> _Dataset entries_:
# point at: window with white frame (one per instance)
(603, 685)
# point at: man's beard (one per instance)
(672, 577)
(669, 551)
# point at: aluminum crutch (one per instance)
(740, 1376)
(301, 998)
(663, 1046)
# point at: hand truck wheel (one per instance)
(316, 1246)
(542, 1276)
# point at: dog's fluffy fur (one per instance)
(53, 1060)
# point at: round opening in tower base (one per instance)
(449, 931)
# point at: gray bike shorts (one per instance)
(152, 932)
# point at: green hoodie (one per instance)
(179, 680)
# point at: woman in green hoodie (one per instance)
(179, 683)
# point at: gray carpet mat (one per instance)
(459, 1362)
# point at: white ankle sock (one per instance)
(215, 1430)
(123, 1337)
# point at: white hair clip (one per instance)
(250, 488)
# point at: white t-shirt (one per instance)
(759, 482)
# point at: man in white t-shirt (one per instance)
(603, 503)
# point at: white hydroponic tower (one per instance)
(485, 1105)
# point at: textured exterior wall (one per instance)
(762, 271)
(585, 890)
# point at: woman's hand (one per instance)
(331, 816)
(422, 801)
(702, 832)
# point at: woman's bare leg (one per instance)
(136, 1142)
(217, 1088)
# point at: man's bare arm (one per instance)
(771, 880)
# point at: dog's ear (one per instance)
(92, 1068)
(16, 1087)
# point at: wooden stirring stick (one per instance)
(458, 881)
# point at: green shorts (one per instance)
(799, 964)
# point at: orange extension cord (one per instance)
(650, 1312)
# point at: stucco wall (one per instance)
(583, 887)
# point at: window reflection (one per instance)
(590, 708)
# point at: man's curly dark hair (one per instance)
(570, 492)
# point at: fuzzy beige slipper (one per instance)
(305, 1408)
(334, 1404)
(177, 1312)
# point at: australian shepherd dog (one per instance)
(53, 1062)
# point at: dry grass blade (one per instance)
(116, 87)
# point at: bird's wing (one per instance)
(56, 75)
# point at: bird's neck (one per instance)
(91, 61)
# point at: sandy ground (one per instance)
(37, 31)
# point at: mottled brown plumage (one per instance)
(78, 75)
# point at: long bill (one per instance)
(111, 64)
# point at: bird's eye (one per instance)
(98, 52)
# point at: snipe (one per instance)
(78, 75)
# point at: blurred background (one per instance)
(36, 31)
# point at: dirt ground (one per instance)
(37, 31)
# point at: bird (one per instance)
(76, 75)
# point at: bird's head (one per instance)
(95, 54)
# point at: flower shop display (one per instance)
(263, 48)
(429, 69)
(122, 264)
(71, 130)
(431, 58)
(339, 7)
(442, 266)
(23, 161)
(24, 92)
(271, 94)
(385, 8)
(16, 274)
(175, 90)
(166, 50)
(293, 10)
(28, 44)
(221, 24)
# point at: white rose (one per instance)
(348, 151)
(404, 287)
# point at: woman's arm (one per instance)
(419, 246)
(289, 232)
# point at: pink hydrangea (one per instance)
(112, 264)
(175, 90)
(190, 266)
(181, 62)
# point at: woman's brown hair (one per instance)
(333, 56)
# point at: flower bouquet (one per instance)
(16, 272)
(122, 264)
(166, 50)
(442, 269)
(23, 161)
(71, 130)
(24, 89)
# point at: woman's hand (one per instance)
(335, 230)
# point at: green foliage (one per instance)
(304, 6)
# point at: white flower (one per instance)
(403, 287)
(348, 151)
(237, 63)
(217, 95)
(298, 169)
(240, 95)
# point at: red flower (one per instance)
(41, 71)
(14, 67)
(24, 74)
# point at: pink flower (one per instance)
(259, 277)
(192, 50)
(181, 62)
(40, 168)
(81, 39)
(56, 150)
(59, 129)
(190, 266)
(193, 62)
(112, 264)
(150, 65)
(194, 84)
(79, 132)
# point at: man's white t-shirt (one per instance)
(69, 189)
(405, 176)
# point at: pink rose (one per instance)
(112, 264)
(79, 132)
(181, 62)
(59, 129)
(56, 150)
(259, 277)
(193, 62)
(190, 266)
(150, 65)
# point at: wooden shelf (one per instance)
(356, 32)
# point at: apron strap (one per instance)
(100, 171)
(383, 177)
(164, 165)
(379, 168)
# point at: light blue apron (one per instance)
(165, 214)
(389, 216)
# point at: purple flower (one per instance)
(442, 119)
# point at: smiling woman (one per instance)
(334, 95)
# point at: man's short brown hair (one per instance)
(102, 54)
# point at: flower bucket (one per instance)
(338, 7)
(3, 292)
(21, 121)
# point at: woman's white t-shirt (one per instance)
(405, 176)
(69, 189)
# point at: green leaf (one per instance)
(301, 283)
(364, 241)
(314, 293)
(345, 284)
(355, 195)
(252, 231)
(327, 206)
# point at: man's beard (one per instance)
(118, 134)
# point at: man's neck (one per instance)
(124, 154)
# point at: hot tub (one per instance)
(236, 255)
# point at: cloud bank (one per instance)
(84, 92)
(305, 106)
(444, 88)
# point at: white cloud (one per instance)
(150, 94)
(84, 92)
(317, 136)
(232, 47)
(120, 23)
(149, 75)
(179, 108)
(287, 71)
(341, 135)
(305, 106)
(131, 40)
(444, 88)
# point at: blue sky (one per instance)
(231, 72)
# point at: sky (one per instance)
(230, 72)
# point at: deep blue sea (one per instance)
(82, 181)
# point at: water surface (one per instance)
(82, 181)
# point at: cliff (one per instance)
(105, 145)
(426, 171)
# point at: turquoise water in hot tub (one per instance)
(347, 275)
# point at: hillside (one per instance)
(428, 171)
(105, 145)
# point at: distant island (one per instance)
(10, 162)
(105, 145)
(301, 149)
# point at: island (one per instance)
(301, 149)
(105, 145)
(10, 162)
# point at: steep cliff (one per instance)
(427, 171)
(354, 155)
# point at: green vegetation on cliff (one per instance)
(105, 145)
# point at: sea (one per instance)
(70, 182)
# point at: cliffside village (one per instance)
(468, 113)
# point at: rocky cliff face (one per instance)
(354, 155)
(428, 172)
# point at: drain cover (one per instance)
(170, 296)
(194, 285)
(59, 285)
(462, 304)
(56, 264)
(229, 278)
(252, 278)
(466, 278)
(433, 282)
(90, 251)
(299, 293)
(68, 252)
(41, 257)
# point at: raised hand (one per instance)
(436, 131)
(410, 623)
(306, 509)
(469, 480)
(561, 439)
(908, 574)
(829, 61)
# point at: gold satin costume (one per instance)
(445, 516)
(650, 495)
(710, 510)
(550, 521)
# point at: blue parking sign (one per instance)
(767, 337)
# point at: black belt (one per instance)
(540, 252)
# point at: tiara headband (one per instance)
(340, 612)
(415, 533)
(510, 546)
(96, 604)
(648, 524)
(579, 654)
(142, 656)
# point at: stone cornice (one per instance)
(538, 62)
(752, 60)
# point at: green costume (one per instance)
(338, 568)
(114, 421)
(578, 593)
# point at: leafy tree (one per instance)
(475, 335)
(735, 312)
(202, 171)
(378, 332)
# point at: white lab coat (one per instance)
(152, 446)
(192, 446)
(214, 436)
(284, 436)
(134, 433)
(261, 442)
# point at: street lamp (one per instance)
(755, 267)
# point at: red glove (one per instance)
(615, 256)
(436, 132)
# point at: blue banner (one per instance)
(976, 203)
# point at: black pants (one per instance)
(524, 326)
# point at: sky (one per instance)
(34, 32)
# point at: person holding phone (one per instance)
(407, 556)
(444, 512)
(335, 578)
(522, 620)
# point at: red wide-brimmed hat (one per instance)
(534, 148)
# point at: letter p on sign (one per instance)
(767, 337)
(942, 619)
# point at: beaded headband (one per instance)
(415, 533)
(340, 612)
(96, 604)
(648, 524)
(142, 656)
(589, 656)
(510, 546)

> _Brief_:
From the first line to the last, reproduce the data exactly.

> _Response area_:
# point at: window with white frame (one per instance)
(603, 685)
# point at: man's beard (one per instance)
(672, 577)
(669, 551)
# point at: aluminum crutch (one per instance)
(740, 1376)
(301, 998)
(663, 1046)
# point at: hand truck wheel (one per instance)
(316, 1246)
(542, 1276)
# point at: dog's fluffy fur (one per instance)
(53, 1060)
# point at: round opening in tower base (one per instance)
(449, 931)
# point at: gray bike shorts (one per instance)
(152, 932)
# point at: green hoodie (one per instance)
(179, 680)
# point at: woman in green hoodie (one per instance)
(179, 683)
# point at: gray carpet mat (one per instance)
(459, 1362)
# point at: white ankle sock (one per instance)
(215, 1430)
(123, 1337)
# point at: white hair clip (one per instance)
(250, 488)
# point at: white t-shirt (one per instance)
(759, 482)
# point at: man in white t-shirt (one per instance)
(603, 503)
# point at: white hydroponic tower (one per instance)
(485, 1105)
# point at: textured exterior wall (one per instance)
(762, 271)
(585, 890)
# point at: woman's hand (one per instance)
(331, 816)
(422, 801)
(702, 832)
# point at: woman's bare leg (one per instance)
(136, 1142)
(217, 1088)
# point at: man's bare arm (one per instance)
(771, 880)
# point at: dog's ear (one per instance)
(92, 1068)
(16, 1087)
# point at: wooden stirring stick (one per instance)
(458, 881)
# point at: green shorts (one per instance)
(799, 964)
# point at: orange extension cord (one per instance)
(650, 1312)
# point at: stucco wall (one per instance)
(583, 887)
# point at: window reflection (one per instance)
(590, 708)
# point at: man's curly dark hair (one per instance)
(570, 492)
# point at: fuzzy beige slipper (one per instance)
(305, 1408)
(334, 1404)
(177, 1312)
# point at: australian shepherd dog (one per instance)
(53, 1062)
# point at: dry grass blade (one per instance)
(116, 87)
# point at: bird's wing (one per instance)
(56, 75)
# point at: bird's neck (one per instance)
(91, 61)
# point at: sandy ground (one per instance)
(37, 31)
# point at: mottled brown plumage (one per instance)
(78, 75)
# point at: long bill (one per instance)
(111, 64)
# point at: bird's eye (one per instance)
(98, 52)
# point at: snipe (one per instance)
(78, 75)
# point at: blurred background (one per instance)
(36, 31)
# point at: dirt ground (one per instance)
(37, 31)
# point at: bird (one per instance)
(76, 75)
# point at: bird's head (one per instance)
(95, 54)
# point at: flower shop display (one per instance)
(263, 48)
(429, 69)
(122, 264)
(71, 130)
(431, 58)
(339, 7)
(442, 266)
(23, 161)
(24, 92)
(271, 94)
(385, 8)
(16, 274)
(175, 90)
(166, 50)
(293, 10)
(28, 44)
(221, 24)
# point at: white rose (one per instance)
(348, 151)
(404, 287)
# point at: woman's arm (one per instance)
(419, 246)
(289, 232)
# point at: pink hydrangea (one per instance)
(112, 264)
(175, 90)
(190, 266)
(181, 62)
# point at: woman's brown hair (one per instance)
(333, 56)
# point at: flower bouquet (one per instance)
(16, 272)
(122, 264)
(166, 50)
(442, 269)
(23, 161)
(71, 130)
(24, 89)
# point at: woman's hand (one per instance)
(335, 230)
# point at: green foliage (one per instance)
(304, 6)
# point at: white flower (one per instance)
(403, 287)
(348, 151)
(237, 63)
(217, 95)
(298, 169)
(240, 95)
# point at: red flower (one per instance)
(41, 71)
(14, 67)
(24, 74)
# point at: pink flower (one per instance)
(259, 277)
(192, 50)
(181, 62)
(40, 168)
(81, 39)
(56, 150)
(59, 129)
(190, 266)
(193, 62)
(112, 264)
(150, 65)
(194, 84)
(79, 132)
# point at: man's white t-shirt (one per instance)
(69, 189)
(405, 176)
# point at: pink rose (one per instance)
(112, 264)
(79, 132)
(181, 62)
(59, 129)
(56, 150)
(259, 277)
(193, 62)
(190, 266)
(150, 65)
# point at: wooden shelf (one per instance)
(356, 32)
# point at: apron strap (one per instance)
(100, 171)
(383, 177)
(164, 165)
(379, 168)
# point at: light blue apron (one per instance)
(165, 214)
(389, 216)
# point at: purple flower (one per instance)
(442, 119)
# point at: smiling woman (one per instance)
(334, 95)
# point at: man's short brown hair (one per instance)
(102, 54)
# point at: flower bucket (one per instance)
(338, 7)
(3, 292)
(21, 121)
# point at: woman's white t-shirt (one per instance)
(405, 176)
(69, 189)
# point at: green leaf (one per instance)
(301, 283)
(364, 241)
(314, 293)
(345, 284)
(355, 195)
(252, 231)
(327, 206)
# point at: man's beard (one per instance)
(118, 134)
# point at: man's neck (one per instance)
(124, 154)
# point at: hot tub (one per instance)
(236, 255)
# point at: cloud bank (one per instance)
(84, 92)
(305, 106)
(444, 88)
# point at: white cloud (one per instance)
(150, 94)
(84, 92)
(317, 136)
(232, 47)
(120, 23)
(149, 75)
(179, 108)
(287, 71)
(341, 135)
(305, 106)
(131, 40)
(444, 88)
# point at: blue sky (one per instance)
(231, 72)
# point at: sky (one per instance)
(230, 72)
# point at: deep blue sea (one per instance)
(82, 181)
# point at: water surface (one per instance)
(82, 181)
# point at: cliff (one per instance)
(105, 145)
(426, 171)
# point at: turquoise water in hot tub (one per instance)
(347, 275)
# point at: hillside (one per instance)
(428, 171)
(105, 145)
# point at: distant island (one per instance)
(10, 162)
(105, 145)
(301, 149)
# point at: island (one per instance)
(301, 149)
(105, 145)
(10, 162)
# point at: steep cliff (one per instance)
(427, 171)
(354, 155)
# point at: green vegetation on cliff (one per instance)
(105, 145)
# point at: sea (one per instance)
(70, 182)
# point at: cliffside village (one per instance)
(468, 113)
# point at: rocky cliff face (one per instance)
(354, 155)
(428, 172)
# point at: drain cover (one per instance)
(170, 296)
(194, 285)
(59, 285)
(462, 304)
(56, 264)
(229, 278)
(252, 278)
(466, 278)
(433, 282)
(90, 251)
(299, 293)
(68, 252)
(41, 257)
# point at: raised hand (one per instance)
(436, 131)
(410, 623)
(306, 509)
(469, 480)
(561, 439)
(908, 574)
(829, 61)
# point at: gold satin costume (one per instance)
(445, 516)
(650, 495)
(710, 510)
(550, 521)
# point at: blue parking sign (one per instance)
(767, 337)
# point at: black belt (one per instance)
(540, 252)
# point at: tiara headband (one per instance)
(340, 612)
(415, 533)
(510, 546)
(96, 604)
(648, 524)
(579, 654)
(142, 656)
# point at: stone cornice (one per instance)
(538, 62)
(752, 60)
# point at: green costume (one per instance)
(338, 568)
(114, 421)
(578, 593)
# point at: leafy tree (one per instance)
(475, 335)
(735, 312)
(202, 171)
(378, 332)
# point at: white lab coat (one per instance)
(152, 446)
(192, 446)
(214, 436)
(284, 436)
(134, 433)
(261, 442)
# point at: street lamp (one per instance)
(755, 267)
# point at: red glove (one per instance)
(615, 256)
(436, 132)
# point at: blue banner (one per instance)
(976, 203)
# point at: black pants (one per instance)
(524, 326)
# point at: sky (one per instance)
(34, 32)
# point at: person holding phone (one per instance)
(407, 556)
(444, 512)
(335, 578)
(522, 620)
# point at: red wide-brimmed hat (one per instance)
(534, 148)
# point at: letter p on sign (one per instance)
(767, 337)
(942, 619)
# point at: beaded headband (one per instance)
(415, 533)
(340, 612)
(96, 604)
(648, 524)
(142, 656)
(589, 656)
(510, 546)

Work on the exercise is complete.